Gather every line in the records below that contains the word "black", and copy each one as it appears.

═══ Supplied entries ═══

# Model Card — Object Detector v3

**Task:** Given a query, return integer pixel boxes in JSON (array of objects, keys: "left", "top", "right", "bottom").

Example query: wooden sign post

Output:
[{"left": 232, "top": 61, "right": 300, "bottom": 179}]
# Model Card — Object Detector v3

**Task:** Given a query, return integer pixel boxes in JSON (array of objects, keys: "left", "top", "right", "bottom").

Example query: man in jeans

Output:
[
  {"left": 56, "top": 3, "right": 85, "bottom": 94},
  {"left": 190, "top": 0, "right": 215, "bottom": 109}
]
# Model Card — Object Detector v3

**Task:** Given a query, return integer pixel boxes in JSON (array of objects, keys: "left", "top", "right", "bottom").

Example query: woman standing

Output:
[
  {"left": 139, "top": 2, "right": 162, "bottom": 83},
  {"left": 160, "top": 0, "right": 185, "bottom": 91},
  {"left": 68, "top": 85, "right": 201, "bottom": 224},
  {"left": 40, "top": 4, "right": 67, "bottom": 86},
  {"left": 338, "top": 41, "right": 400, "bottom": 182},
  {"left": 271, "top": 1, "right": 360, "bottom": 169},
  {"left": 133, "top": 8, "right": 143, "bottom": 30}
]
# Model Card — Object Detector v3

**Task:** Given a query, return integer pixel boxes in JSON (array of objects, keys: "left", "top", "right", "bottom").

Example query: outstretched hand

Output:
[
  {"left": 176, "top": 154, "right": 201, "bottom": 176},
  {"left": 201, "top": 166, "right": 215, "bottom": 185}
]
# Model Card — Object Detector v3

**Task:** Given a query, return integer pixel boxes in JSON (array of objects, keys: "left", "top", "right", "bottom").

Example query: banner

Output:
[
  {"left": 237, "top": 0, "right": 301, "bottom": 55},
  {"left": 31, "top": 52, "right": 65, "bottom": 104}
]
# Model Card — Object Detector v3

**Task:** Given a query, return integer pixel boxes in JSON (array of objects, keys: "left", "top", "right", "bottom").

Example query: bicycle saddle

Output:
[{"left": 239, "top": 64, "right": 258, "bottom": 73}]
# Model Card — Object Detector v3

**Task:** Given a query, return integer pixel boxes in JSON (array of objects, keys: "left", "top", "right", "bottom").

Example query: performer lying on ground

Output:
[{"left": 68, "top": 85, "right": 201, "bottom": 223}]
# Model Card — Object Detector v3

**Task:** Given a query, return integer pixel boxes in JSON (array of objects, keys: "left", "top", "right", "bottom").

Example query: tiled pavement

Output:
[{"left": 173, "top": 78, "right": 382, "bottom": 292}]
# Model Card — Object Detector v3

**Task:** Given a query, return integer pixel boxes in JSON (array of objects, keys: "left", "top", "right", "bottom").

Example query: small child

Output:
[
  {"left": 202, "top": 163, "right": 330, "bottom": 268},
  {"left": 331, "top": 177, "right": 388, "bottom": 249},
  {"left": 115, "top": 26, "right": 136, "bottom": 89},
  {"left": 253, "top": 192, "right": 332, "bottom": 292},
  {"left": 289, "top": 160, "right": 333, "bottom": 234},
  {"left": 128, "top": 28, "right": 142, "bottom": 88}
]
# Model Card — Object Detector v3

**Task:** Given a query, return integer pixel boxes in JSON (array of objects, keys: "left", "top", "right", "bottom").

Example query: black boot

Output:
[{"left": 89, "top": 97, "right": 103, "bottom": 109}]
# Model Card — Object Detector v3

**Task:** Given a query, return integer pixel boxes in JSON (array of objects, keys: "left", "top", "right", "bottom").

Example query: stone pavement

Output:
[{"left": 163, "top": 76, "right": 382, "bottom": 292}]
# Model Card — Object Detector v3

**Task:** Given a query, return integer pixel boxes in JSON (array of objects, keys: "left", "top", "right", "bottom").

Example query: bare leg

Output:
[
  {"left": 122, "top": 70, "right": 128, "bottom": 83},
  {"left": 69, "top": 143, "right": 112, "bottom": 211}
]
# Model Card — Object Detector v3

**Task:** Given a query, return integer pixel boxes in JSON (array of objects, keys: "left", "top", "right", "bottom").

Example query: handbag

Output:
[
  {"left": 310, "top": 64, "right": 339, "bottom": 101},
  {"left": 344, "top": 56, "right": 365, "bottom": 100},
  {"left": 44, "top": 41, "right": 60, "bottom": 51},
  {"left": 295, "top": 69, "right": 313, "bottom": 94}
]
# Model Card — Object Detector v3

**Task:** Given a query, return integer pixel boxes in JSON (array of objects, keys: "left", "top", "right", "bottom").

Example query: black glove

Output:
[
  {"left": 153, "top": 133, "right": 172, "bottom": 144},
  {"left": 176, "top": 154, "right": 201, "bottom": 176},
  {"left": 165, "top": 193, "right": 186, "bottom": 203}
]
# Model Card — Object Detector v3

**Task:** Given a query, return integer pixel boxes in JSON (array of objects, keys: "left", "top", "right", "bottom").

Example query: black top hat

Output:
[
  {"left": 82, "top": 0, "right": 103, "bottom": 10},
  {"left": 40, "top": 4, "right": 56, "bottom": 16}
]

═══

▸ Full output:
Example query: black boot
Example query: black glove
Example query: black top hat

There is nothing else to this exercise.